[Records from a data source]
◆ ◆ ◆

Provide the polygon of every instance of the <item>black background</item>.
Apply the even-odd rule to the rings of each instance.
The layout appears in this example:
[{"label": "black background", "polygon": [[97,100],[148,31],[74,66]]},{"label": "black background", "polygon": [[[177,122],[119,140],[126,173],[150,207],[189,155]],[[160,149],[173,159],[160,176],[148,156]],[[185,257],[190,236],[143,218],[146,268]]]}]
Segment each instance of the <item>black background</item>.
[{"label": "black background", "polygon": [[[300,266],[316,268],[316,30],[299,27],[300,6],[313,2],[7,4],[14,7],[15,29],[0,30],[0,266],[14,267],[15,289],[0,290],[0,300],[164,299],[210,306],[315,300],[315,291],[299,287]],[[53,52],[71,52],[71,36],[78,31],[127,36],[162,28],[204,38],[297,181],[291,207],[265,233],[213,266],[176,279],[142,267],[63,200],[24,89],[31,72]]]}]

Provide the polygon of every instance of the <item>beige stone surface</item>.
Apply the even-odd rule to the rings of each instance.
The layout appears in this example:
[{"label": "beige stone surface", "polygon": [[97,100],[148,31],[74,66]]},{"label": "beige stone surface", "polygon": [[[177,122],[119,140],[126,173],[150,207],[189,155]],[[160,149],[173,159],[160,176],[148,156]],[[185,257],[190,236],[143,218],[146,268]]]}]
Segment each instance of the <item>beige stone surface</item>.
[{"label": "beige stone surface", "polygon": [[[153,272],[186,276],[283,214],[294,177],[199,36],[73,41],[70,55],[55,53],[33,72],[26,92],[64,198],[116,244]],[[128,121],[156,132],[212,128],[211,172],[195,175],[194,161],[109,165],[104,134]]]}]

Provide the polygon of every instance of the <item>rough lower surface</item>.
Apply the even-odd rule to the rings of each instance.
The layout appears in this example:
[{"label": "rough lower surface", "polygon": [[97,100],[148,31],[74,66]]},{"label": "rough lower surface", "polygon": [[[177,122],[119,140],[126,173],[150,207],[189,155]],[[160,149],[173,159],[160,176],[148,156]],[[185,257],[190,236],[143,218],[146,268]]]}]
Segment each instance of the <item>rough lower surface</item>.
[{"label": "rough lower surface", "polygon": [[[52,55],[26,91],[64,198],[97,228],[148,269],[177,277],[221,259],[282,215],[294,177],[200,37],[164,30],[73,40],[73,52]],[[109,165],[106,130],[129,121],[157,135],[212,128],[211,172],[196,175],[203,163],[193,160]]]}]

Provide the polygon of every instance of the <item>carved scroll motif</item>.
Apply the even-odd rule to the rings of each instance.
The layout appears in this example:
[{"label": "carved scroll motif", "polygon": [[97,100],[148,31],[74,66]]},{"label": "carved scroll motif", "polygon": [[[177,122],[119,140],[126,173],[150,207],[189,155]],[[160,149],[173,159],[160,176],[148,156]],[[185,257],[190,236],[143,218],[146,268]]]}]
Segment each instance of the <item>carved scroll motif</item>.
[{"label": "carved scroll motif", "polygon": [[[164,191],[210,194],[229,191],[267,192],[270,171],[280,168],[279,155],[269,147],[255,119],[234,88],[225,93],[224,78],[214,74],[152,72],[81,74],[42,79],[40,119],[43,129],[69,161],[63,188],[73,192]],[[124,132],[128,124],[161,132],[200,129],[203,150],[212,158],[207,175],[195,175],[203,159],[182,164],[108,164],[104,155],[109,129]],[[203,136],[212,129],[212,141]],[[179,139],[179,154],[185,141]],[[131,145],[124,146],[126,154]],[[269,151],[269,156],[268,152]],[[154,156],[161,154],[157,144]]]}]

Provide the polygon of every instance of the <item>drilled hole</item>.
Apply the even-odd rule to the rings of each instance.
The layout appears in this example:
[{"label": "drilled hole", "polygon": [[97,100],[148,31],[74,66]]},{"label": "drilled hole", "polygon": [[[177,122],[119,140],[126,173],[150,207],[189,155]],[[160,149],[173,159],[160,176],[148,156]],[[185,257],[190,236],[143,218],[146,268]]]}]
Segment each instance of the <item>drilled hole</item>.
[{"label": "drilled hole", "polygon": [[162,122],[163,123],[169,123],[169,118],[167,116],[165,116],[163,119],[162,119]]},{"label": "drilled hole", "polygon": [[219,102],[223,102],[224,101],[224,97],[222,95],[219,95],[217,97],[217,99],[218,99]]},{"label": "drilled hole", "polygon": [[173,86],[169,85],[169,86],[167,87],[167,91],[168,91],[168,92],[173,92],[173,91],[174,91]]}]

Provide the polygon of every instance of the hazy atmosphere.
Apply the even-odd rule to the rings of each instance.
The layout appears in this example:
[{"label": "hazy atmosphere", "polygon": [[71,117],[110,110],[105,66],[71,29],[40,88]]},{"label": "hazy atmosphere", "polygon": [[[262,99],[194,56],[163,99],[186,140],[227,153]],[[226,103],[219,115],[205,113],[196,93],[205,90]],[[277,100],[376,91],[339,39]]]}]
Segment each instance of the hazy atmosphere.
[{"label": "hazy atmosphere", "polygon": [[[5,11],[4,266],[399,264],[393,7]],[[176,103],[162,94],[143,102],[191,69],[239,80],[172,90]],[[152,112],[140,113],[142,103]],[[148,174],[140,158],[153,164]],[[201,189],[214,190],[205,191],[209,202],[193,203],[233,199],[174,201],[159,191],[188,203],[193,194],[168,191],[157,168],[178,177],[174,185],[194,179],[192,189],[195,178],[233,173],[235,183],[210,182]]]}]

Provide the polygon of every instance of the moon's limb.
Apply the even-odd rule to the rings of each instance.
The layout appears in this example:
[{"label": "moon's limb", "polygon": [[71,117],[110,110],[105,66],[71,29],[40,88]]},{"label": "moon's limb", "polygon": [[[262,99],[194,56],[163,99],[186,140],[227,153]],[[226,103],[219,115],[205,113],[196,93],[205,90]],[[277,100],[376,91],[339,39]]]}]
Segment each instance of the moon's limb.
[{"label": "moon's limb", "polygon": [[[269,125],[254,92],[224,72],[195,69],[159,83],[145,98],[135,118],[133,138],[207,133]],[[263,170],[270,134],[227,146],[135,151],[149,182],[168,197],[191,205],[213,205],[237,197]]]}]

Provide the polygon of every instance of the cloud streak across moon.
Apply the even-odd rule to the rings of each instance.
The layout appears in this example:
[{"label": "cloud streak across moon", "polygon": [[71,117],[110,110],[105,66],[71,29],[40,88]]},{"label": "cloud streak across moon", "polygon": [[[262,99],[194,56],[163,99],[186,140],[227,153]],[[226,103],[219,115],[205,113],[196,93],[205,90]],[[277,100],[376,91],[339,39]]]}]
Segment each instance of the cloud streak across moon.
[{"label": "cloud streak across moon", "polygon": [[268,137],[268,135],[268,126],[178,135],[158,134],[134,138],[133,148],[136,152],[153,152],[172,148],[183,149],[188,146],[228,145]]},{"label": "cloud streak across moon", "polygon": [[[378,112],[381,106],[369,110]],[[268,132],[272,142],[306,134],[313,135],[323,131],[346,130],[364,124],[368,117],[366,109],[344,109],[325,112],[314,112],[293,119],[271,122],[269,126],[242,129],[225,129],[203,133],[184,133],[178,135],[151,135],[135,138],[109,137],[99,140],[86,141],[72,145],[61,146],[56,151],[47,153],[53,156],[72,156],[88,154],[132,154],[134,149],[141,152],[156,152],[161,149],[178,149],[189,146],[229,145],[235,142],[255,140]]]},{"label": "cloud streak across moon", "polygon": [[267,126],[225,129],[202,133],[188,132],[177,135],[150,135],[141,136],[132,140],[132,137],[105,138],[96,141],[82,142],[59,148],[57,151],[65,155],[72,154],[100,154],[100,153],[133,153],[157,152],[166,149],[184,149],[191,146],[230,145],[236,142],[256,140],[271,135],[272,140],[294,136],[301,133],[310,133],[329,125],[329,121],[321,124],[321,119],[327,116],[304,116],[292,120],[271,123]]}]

◆ ◆ ◆

• [Task]:
Which lines in the data above hold the string "every"? Show each one.

• [Exercise response]:
Provide the polygon of every instance of the <item>black background</item>.
Provide the polygon of every instance of the <item>beige stone surface</item>.
Provide the polygon of every instance of the <item>rough lower surface</item>.
Provide the polygon of every instance of the <item>carved scroll motif</item>.
Provide the polygon of every instance of the <item>drilled hole</item>.
Provide the polygon of every instance of the hazy atmosphere.
Provide the polygon of every instance of the moon's limb.
Provide the polygon of every instance of the cloud streak across moon.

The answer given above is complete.